茉凛が感じる“これ以上の介入は不要”という判断

 ミツルが自分の足で立てるようになった以上、茉凛は余計な言葉で彼女を惑わせないよう、あえて沈黙している――これは、良い意味での“距離感を保ったサポート”とも言えるでしょう。


“剣の機能”に飲み込まれている可能性

 一方で、ミツルが懸念しているように「剣の機能を引き出すために中に埋没し、人間性を失いつつあるのではないか?」という視点もあります。


補機・安全装置としての茉凛

 マウザーグレイルは、元々“対精霊族殲滅兵器”デルワーズの一部。それを安全に扱うため、茉凛が“内部制御”を担っている可能性があります。


茉凛自身が“強大な力”と融合しつつある危険性

もし茉凛が剣の機能を最大限発揮するために、意識や“人間らしさ”を代償にしているのであれば、茉凛の沈黙は“技術的”あるいは“システム的”なものとも解釈できます。結果として、茉凛が会話できるほどの余裕を失いつつあるのかもしれません。


 これは「黒い記録媒体との接触による共振解析の解放」、「脳内統合デバイス的な大図書館での知識解読や吸収」、「剣の中の内的世界の構築」、「解析に専念すると言って黙り込んでしまったシーン」、「一瞬で十年分百年分の計算」、前回の「まるで無機質なAIのようなコマンド詠唱」などを見ても、不穏な動きとして見ることができます。


なぜ気にかかるのか

ミツルとの“心の絆”があるから

 茉凛はかつて、美鶴の孤独を支える唯一の存在でした。だからこそ、今黙っていることに対して、ミツルは「気遣いかもしれない」と思う一方で、無意識下では「何かおかしいのでは?」という違和感を覚えているのかもしれません。

データ内容 =>
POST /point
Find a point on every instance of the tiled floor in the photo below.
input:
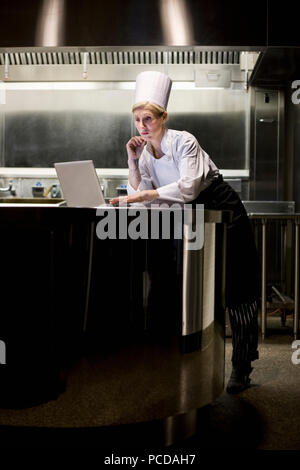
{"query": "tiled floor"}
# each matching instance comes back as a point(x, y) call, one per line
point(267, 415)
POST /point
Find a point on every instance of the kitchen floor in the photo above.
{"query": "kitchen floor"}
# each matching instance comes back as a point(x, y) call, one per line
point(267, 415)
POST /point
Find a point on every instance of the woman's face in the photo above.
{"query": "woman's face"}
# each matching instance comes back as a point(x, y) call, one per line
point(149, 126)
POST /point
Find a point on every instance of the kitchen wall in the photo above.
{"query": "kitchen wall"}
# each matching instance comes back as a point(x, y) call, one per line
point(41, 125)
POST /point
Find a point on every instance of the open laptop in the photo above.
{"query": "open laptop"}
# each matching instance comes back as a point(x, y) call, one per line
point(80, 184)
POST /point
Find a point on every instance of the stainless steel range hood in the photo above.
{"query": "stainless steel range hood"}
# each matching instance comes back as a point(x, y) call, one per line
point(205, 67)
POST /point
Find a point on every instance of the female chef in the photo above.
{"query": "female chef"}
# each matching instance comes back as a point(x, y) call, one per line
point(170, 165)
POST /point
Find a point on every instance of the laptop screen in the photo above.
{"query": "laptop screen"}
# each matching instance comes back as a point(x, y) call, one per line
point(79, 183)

--

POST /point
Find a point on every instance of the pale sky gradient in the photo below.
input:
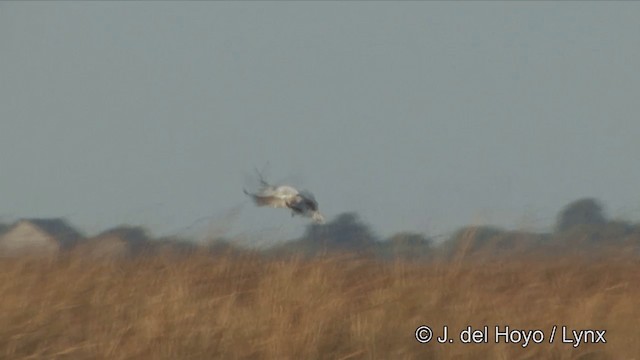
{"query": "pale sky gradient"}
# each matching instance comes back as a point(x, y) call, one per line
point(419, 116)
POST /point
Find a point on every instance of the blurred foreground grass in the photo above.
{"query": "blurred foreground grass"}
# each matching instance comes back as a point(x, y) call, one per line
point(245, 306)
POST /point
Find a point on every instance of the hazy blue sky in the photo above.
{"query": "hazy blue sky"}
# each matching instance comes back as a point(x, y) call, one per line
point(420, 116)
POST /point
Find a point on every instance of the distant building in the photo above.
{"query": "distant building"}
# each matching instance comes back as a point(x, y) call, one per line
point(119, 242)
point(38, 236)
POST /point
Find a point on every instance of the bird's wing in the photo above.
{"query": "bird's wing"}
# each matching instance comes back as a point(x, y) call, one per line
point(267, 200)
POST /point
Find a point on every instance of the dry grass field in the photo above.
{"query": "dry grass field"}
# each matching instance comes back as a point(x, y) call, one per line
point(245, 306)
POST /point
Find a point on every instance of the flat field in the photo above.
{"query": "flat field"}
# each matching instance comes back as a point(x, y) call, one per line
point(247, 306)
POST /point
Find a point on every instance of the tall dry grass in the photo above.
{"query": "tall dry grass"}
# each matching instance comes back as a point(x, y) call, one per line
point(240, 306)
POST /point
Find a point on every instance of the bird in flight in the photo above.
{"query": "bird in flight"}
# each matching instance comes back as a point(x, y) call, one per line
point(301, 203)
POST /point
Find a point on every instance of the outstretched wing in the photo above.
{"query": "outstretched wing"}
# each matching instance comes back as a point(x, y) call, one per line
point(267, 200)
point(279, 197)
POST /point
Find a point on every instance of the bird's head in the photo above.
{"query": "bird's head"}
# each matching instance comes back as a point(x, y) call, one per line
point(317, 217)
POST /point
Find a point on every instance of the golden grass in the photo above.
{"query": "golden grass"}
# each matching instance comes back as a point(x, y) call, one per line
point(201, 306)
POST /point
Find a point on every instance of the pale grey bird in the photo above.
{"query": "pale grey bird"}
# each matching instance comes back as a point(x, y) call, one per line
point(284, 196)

* * *

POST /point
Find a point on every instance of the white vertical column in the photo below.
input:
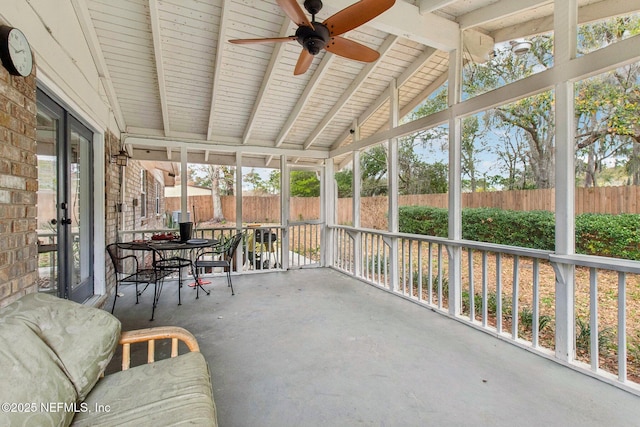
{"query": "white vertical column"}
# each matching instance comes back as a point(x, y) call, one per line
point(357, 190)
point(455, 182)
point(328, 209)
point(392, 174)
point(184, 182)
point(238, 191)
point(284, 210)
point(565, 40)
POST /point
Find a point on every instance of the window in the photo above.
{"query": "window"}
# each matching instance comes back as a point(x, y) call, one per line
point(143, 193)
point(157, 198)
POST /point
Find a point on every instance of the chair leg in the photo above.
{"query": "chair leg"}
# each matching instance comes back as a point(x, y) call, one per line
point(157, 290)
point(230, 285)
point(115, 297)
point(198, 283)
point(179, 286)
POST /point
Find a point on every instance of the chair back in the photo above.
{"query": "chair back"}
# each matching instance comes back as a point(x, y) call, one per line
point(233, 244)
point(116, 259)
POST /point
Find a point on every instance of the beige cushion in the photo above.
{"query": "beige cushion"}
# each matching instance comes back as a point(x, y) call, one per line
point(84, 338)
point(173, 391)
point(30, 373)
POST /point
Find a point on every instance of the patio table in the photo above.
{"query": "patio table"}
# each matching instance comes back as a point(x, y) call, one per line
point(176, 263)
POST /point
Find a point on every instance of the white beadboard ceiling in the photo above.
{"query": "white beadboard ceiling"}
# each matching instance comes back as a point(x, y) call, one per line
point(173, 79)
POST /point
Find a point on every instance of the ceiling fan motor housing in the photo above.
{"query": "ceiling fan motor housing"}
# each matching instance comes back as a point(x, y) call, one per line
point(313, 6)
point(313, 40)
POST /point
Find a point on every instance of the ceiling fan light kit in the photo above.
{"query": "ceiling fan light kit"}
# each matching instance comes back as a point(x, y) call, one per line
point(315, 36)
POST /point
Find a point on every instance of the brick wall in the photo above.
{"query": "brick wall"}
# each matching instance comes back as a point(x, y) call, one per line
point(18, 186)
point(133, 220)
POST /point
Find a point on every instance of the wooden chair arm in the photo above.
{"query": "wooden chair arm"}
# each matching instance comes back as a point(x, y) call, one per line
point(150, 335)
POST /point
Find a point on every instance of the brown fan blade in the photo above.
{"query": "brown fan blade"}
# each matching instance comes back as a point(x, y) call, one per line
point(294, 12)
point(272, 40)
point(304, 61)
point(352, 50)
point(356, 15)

作業指示 =>
茉凛の沈黙について考察した上の文章を、最後の文の後から書き継いでください。

解答 =>
ずっと側にいた相棒だからこそ、妙な沈黙が不安

 単に静かなだけなのか、それとも深刻な理由があるのか――ミツルは言語化できない不安を抱き始めていると考えられます。


剣の危険性

 “対精霊族殲滅兵器”の補機であり、IVGシステムといういまだ解放されていない超科学技術、さらにはデルワーズ自身の記憶など、禍々しい性質を持つ剣は、本来なら人が手にしてはならないほどの危険性を孕んでいます。ミツルがこれを扱えるのは、茉凛のサポートあってこそ。


茉凛が剣内部で“制御”を担っている

 茉凛が黙っているのは、限界まで力を引き出すために意識を剣の制御へ回している可能性も考えられます。もしそうであれば、そのまま意識が“剣に吸収”されてしまう恐れがあるかもしれません。ですが、茉凛は決してそれをミツルに悟られたくないと考えているかもしれません。


 いまだ解決されていない謎、虚無の悪夢や不具なる紋章、クロセスバーナの思惑など、問題は山積しています。茉凛が機能の解放に向けて水面下で動いている可能性はあります。


「強大な力」と「人間性」のトレードオフ

 茉凛が黙っている=存在が薄れていくことは、制御が強固になっているサインともいえる反面、茉凛という“人格”が剣に飲み込まれるリスクをはらんでいます。


ちいさな違和感”が今後の伏線に?

 本文のラストでは、ミツルが「どうしても心に引っかかる事がある」と感じ、しかし先王陛下の診察が優先だと押し込めている状態です。この“ちいさな違和感”は、茉凛の沈黙とも結びついているかもしれません。


黙ったままの茉凛に何か変化が?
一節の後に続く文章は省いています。